Meanwhile, mutterings of discontent and growlings of sedition began to be heard on every hand. Rumours circulated that some of the king’s regiments were disaffected; that trained bands were refractory or negligent; that gunsmiths were dressing arms; and that Lancashire ministers talked little less than treason. The Court was uncertain whether to execute or to suspend the Act. Presbyterian lords pleaded for indulgence; but Sheldon was opposed to it. It was the long vacation, and few of the council remained in town to decide the point. The nobility were at their country seats enjoying the summer months. The bishops were performing their visitations. Charles was at Hampton Court, joking with his lords, toying with his mistresses, watching games in the tennis court, and feeding ducks in the royal ponds. Time travelled on, and the 23d of August came. All Quakers imprisoned in the gaols of London and Middlesex were released, because on that day Charles’s consort, Queen Catherine, first came “to our royal palace at Westminster.” The Thames was covered with boats almost without number. Music floated on the water, and thundering peals roared from huge cannon on the shore. Charles and his queen sailed in an open vessel covered with a canopy of cloth of gold, which was supported by Corinthian pillars wreathed with flowers, festoons, and garlands. This was Saturday.

Provided information
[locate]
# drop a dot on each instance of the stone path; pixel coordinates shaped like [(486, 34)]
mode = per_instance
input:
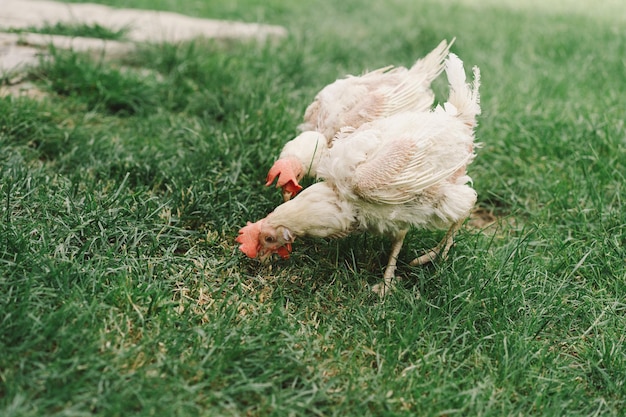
[(23, 49)]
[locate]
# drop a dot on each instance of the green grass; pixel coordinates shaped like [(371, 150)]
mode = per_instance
[(122, 291)]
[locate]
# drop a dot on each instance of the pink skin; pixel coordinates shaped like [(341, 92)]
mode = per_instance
[(258, 240), (288, 171)]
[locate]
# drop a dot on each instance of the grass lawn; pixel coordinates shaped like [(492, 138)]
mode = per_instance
[(122, 291)]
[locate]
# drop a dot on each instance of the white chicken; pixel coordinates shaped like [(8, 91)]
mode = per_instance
[(353, 101), (405, 170)]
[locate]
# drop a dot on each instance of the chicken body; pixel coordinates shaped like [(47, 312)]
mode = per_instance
[(390, 174), (351, 102)]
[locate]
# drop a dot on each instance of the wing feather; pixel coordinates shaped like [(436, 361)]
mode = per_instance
[(399, 173)]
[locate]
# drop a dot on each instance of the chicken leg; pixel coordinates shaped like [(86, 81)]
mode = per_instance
[(385, 287), (442, 248)]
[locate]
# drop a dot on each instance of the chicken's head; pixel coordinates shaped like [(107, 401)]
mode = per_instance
[(289, 171), (262, 240)]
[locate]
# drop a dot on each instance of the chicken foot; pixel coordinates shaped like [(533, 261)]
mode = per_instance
[(387, 285), (442, 248)]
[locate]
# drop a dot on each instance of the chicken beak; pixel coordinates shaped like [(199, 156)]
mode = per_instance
[(286, 170), (284, 251), (248, 239)]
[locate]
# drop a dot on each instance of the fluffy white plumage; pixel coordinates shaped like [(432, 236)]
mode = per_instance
[(353, 101), (405, 170)]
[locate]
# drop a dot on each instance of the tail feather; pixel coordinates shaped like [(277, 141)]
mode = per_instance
[(463, 96), (414, 93)]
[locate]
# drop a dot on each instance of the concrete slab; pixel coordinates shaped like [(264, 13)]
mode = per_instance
[(21, 50)]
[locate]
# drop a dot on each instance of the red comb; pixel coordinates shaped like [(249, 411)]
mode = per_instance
[(287, 178), (249, 239)]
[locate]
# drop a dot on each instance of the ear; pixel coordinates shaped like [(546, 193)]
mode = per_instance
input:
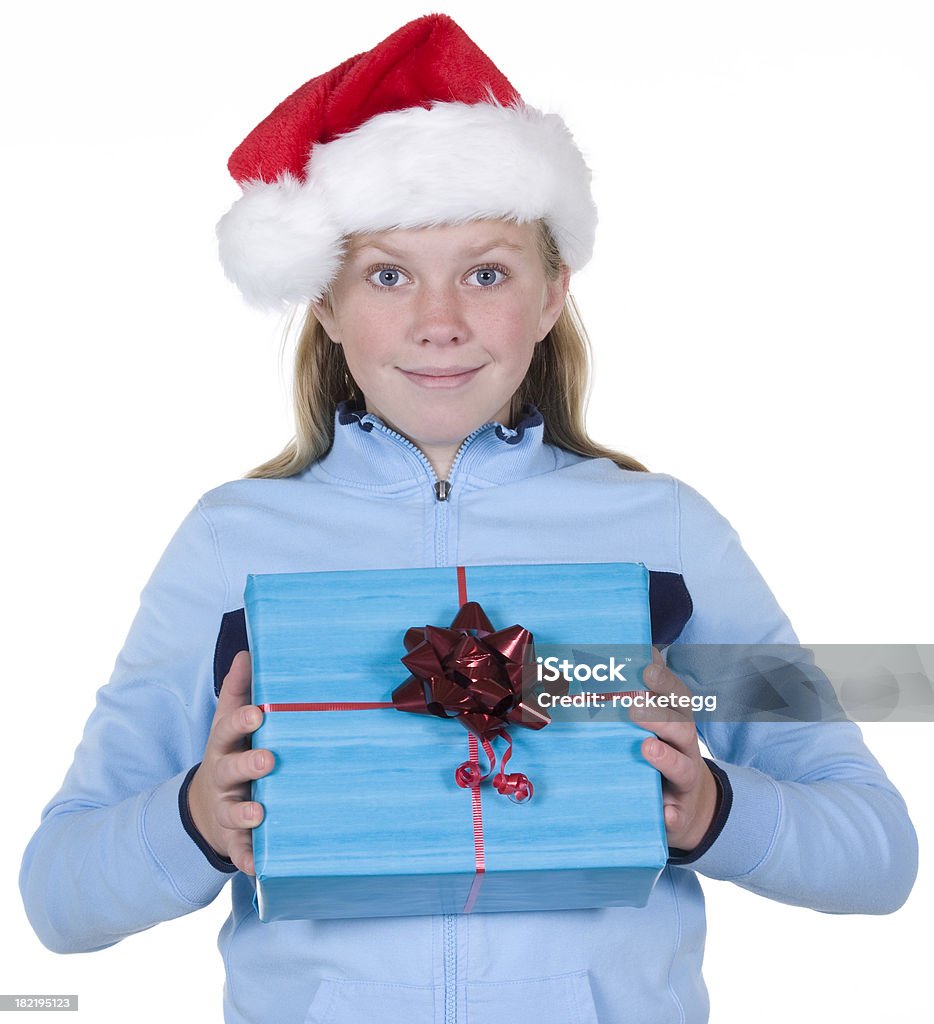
[(324, 310), (555, 294)]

Directions
In the excerpt, why were the Quakers held in the gaols of London and Middlesex set free on the 23rd of August? Answer in one to three sentences.

The output
They were released because on that day Queen Catherine, Charles's consort, first came to the royal palace at Westminster.